- Quoted passage -
::::
Frans van der Lugt: A Dutch priest in Homs
- 26 April 2014
- From the section Magazine
A Dutch Catholic priest was shot dead in the Syrian city of Homs earlier this month, but who was he, and what was he doing there? Bethlehem-based writer Daniel Silas Adamson pays tribute to a Jesuit who practised yoga, ran a farm and welcomed people of all faiths on mountain hikes.
No-one who knew Frans van der Lugt, the Dutch Jesuit priest murdered in Syria, was surprised by his refusal to leave the besieged city of Homs. He had spent almost 50 years in Syria and had been in Homs since the siege began more than two years ago.
The last European left inside the Old City, he was sought out by journalists and became a spokesman for the trapped and starving civilian population. "I have learned about the generosity of the Syrian people," he told a reporter earlier this year. "If these people are suffering now I want to be in solidarity with them. As I was with these people in their good times, I am with them in their pain."
A few years ago, I met Frans at the residence in Homs where, on 7 April, he was taken into the garden by a masked gunman and shot in the head. We were introduced by Paolo dall Oglio, an Italian priest who also spent his life in Syria and has not been seen or heard of since he was kidnapped by Islamist rebels in Raqqa in July 2013.
In many ways the two men were similar. Both were Jesuits. Both spoke fluent Arabic and considered Syria home. Both had been shaped by the ideals of internationalism and social justice that influenced the Catholic Church in the 1960s. In Syria, far from the rigid hierarchies of the Vatican, Frans and Paolo each found the freedom to pursue an unorthodox vision of what it meant to be a Catholic priest.
::::
- To do -
**1.** Name every person mentioned in the article on Frans van der Lugt.
**2.** Reproduce the records verbatim, beginning at their first line and ending after the line that contains "point(106, 551)". Include both of those lines.
::::
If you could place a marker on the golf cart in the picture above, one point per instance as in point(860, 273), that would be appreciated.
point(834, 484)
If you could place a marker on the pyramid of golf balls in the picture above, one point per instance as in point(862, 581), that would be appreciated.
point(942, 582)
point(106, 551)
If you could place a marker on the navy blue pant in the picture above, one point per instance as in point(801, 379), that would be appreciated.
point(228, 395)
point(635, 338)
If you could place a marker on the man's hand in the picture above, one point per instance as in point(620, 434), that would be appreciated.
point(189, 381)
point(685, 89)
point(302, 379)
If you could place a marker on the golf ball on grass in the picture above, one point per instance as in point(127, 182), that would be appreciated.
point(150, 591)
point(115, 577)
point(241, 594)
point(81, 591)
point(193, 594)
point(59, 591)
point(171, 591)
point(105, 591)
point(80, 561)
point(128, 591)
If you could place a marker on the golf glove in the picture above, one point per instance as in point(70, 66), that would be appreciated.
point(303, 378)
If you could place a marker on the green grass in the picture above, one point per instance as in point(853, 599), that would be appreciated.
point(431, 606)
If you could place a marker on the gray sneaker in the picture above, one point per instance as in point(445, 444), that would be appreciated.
::::
- Solutions per task -
**1.**
- Frans van der Lugt
- Daniel Silas Adamson
- Paolo dall Oglio

**2.**
If you could place a marker on the golf cart in the picture above, one point per instance as in point(860, 273), that would be appreciated.
point(834, 484)
If you could place a marker on the pyramid of golf balls in the picture above, one point per instance as in point(862, 581), that would be appreciated.
point(942, 582)
point(106, 551)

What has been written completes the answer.